▸ **Selected text**
════════
Jiahan Zhang, Muqing Jiang, Nanru Dai, Taiming Lu, Arda Uzunoglu, Shunchi Zhang, Yana Wei, Jiahao Wang, Vishal M. Patel, Paul Pu Liang, Daniel Khashabi, Cheng Peng, Rama Chellappa, Tianmin Shu, Alan Yuille, Yilun Du, Jieneng Chen

2025-10-22

World-in-World: World Models in a Closed-Loop World

Summary

This paper investigates whether realistic simulated worlds created by AI can actually help robots or 'agents' make good decisions and complete tasks, rather than just looking pretty.

What's the problem?

Currently, we're pretty good at making AI create visually stunning simulated worlds, but it's unclear if these worlds are *useful* for agents trying to navigate and accomplish goals. Existing tests mostly focus on how realistic the visuals are, and don't really check if an agent can actually succeed in a task using the simulated world. It's like judging a flight simulator based on how good the graphics are, instead of whether it actually trains pilots to fly.

What's the solution?

The researchers created a new testing platform called 'World-in-World' where agents interact with these simulated worlds in a more realistic, closed-loop way – meaning the agent's actions directly affect the world and the world responds. They built several different environments within this platform and focused on whether agents could actually *complete tasks*, not just how good the world looked. They also experimented with different ways to improve the world models, like adding more data or increasing computing power during use.

Why it matters?
════════
▸ **Exercises**
(1) According to the World-in-World summary, what do existing tests of simulated worlds mostly focus on?
(2) Reproduce the part of the World-in-World summary that opens with the words "World-in-World: World Models" and closes with "What's the solution?", and switch "visuals" to "imagery".
The data below comes from a separate source and has no connection to the World-in-World summary.
════════
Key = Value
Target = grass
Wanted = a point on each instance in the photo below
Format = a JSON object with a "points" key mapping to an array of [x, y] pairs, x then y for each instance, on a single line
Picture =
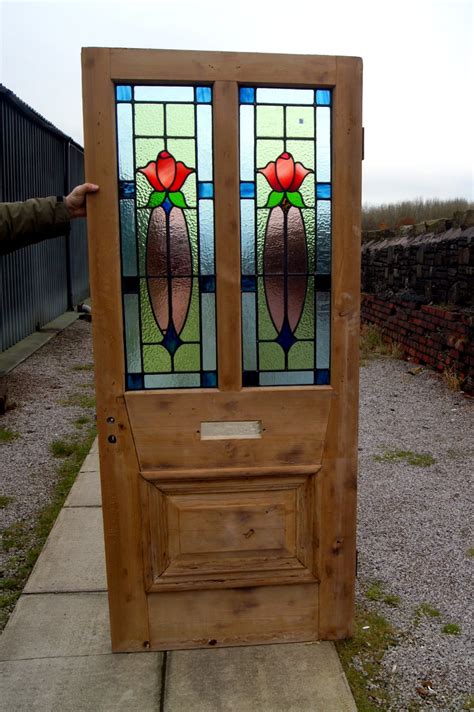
{"points": [[6, 435], [361, 657], [25, 542], [451, 629], [373, 345], [452, 379], [84, 367], [411, 458], [410, 212], [80, 400], [375, 592]]}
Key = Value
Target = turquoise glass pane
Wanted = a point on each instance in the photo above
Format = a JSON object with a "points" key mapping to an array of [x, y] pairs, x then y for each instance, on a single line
{"points": [[247, 130], [125, 141], [249, 331], [132, 333], [285, 96], [323, 144], [204, 142], [323, 237], [323, 310], [154, 93], [128, 238], [206, 236]]}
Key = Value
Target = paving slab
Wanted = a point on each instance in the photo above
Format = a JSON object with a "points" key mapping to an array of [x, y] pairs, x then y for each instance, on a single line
{"points": [[85, 491], [98, 683], [73, 558], [269, 678], [51, 625]]}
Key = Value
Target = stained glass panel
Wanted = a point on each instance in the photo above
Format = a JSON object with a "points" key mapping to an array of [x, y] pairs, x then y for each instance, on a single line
{"points": [[165, 164], [285, 212]]}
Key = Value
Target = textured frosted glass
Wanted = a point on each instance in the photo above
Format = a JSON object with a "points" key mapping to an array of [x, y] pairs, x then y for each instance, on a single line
{"points": [[153, 93], [285, 96], [149, 120], [204, 142], [247, 164], [125, 141], [208, 302], [247, 227], [249, 331], [300, 121], [132, 333], [323, 237], [129, 243], [286, 378], [323, 309], [323, 144], [173, 380], [180, 120], [206, 236], [270, 121]]}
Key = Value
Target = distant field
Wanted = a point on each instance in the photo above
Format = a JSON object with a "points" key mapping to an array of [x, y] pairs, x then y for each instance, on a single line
{"points": [[410, 212]]}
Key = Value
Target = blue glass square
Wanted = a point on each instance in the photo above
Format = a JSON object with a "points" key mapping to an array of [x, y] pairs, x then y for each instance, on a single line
{"points": [[247, 190], [203, 95], [123, 93], [250, 378], [321, 377], [205, 190], [323, 191], [249, 283], [134, 382], [127, 189], [209, 379], [207, 284], [323, 97], [247, 95]]}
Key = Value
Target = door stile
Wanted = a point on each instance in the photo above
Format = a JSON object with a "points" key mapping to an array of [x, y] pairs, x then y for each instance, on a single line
{"points": [[226, 167], [118, 461], [337, 480]]}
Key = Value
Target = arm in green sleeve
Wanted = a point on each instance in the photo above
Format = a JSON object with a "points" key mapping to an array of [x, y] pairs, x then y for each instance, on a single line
{"points": [[31, 221]]}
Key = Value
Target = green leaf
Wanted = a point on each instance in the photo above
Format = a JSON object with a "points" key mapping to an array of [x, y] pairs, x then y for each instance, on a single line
{"points": [[178, 199], [155, 199], [295, 199], [274, 199]]}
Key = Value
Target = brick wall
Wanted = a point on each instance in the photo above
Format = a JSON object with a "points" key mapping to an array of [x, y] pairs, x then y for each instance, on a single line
{"points": [[418, 287]]}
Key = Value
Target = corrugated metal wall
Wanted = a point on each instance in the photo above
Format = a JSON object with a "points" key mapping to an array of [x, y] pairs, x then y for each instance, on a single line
{"points": [[39, 282]]}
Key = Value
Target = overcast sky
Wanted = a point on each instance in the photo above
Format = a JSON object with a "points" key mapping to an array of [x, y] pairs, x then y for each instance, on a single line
{"points": [[418, 68]]}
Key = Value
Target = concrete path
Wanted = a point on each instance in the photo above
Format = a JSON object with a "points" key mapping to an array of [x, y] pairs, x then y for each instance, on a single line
{"points": [[55, 651]]}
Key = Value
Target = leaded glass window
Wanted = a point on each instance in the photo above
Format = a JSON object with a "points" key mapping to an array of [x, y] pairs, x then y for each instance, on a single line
{"points": [[285, 209], [166, 193]]}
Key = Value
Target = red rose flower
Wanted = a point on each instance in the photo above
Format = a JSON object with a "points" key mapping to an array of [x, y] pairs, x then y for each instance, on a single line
{"points": [[284, 175], [166, 174]]}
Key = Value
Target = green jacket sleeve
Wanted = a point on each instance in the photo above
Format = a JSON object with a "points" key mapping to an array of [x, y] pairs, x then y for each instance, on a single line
{"points": [[31, 221]]}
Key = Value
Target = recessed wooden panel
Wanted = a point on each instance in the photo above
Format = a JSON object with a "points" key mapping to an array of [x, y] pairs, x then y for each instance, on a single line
{"points": [[241, 530], [198, 619], [293, 424]]}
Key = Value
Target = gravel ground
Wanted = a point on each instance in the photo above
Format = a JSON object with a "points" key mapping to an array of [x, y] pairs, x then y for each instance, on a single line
{"points": [[38, 387], [415, 528], [414, 522]]}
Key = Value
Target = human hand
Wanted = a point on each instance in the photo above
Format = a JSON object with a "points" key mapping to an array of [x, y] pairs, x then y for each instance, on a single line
{"points": [[76, 200]]}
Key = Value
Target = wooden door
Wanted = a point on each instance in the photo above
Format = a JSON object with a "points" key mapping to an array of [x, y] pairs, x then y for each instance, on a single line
{"points": [[224, 262]]}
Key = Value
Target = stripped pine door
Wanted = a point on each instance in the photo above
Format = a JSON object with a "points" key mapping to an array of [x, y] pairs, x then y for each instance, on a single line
{"points": [[224, 263]]}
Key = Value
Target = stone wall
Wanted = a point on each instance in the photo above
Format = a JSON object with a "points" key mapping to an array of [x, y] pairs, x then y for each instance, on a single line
{"points": [[418, 286]]}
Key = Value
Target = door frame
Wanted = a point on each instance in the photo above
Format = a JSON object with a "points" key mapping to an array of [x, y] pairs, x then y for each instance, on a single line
{"points": [[336, 482]]}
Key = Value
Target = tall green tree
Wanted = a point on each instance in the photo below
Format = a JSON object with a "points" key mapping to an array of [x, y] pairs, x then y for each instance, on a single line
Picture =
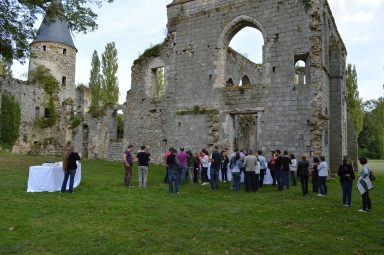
{"points": [[10, 119], [109, 81], [354, 103], [95, 80], [371, 139], [17, 20], [5, 67]]}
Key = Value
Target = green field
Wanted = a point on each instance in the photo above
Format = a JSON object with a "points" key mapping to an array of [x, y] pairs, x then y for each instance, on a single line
{"points": [[103, 217]]}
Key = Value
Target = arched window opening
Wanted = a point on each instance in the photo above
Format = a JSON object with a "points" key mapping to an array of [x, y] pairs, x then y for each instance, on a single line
{"points": [[229, 82], [245, 56], [300, 73], [120, 126], [249, 42], [245, 81], [158, 81]]}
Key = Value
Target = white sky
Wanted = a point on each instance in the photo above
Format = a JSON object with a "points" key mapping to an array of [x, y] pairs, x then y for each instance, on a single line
{"points": [[135, 25]]}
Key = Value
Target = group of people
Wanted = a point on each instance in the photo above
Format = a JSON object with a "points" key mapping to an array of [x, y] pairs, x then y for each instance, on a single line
{"points": [[183, 165]]}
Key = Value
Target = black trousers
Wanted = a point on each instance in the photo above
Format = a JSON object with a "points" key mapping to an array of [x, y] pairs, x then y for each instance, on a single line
{"points": [[366, 201], [273, 174], [250, 179], [304, 183], [262, 173]]}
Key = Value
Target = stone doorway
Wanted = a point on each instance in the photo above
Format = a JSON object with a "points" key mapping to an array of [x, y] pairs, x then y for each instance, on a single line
{"points": [[245, 127]]}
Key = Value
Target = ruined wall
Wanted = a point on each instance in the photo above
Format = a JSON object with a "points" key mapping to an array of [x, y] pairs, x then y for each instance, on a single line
{"points": [[201, 110], [32, 101]]}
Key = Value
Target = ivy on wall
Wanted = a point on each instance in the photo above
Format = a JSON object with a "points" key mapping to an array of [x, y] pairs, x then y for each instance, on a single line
{"points": [[42, 76], [10, 119], [307, 4]]}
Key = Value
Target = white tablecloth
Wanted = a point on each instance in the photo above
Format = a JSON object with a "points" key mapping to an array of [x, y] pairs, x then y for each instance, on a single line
{"points": [[49, 177]]}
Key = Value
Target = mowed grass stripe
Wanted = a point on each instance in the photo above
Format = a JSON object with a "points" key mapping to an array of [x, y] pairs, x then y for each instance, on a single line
{"points": [[103, 217]]}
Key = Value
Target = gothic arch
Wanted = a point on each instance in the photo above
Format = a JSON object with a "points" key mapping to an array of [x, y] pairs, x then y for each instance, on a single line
{"points": [[230, 30]]}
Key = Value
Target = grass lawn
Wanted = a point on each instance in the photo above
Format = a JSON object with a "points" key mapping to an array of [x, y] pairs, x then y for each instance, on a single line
{"points": [[103, 217]]}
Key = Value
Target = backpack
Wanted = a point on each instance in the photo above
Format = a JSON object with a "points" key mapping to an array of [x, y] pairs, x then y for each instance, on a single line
{"points": [[232, 163], [371, 176]]}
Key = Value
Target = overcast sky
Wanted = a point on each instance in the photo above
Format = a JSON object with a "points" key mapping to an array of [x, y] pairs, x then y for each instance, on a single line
{"points": [[135, 25]]}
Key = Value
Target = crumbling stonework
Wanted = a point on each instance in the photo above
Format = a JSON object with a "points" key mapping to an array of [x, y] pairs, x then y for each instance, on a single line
{"points": [[93, 137], [201, 72]]}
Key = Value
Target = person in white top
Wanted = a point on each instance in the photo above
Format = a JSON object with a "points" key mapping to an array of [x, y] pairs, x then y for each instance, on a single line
{"points": [[250, 163], [323, 173], [293, 169], [204, 159]]}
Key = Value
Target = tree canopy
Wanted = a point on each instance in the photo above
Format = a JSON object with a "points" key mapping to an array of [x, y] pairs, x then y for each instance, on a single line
{"points": [[18, 18], [354, 103], [109, 81]]}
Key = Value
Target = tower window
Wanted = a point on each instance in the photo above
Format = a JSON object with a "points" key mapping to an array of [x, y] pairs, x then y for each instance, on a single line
{"points": [[46, 113]]}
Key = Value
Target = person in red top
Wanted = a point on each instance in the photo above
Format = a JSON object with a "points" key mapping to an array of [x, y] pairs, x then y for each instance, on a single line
{"points": [[166, 154], [272, 166]]}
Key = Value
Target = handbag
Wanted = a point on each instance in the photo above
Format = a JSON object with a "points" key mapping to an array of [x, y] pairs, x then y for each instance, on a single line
{"points": [[371, 176]]}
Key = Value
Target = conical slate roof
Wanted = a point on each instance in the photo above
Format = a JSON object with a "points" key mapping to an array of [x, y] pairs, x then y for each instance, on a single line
{"points": [[54, 30]]}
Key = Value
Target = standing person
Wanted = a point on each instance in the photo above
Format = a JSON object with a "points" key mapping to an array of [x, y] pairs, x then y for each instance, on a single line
{"points": [[323, 173], [224, 166], [166, 154], [365, 185], [257, 174], [191, 166], [205, 164], [128, 164], [69, 166], [278, 171], [215, 167], [182, 157], [315, 175], [272, 167], [197, 168], [347, 176], [285, 167], [293, 169], [303, 173], [250, 163], [143, 158], [235, 166], [173, 171], [263, 167]]}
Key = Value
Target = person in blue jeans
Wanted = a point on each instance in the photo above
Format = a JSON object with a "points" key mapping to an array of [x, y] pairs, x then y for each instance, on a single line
{"points": [[347, 176], [235, 170], [173, 171], [69, 166], [215, 167]]}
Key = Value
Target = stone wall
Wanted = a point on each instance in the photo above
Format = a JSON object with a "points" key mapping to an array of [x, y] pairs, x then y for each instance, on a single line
{"points": [[61, 65], [199, 110]]}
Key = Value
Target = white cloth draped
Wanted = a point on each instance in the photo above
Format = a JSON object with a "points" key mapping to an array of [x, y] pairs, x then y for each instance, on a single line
{"points": [[49, 177]]}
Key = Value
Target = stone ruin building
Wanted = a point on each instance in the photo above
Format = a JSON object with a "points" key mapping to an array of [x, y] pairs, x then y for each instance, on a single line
{"points": [[54, 49], [186, 92], [279, 105]]}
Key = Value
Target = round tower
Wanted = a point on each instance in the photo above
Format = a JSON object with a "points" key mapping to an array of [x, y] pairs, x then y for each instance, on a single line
{"points": [[54, 49]]}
════════
▸ **Outputs for the tasks**
(1) They mostly focus on how realistic the visuals are.

(2)
World-in-World: World Models in a Closed-Loop World

Summary

This paper investigates whether realistic simulated worlds created by AI can actually help robots or 'agents' make good decisions and complete tasks, rather than just looking pretty.

What's the problem?

Currently, we're pretty good at making AI create visually stunning simulated worlds, but it's unclear if these worlds are *useful* for agents trying to navigate and accomplish goals. Existing tests mostly focus on how realistic the imagery are, and don't really check if an agent can actually succeed in a task using the simulated world. It's like judging a flight simulator based on how good the graphics are, instead of whether it actually trains pilots to fly.

What's the solution?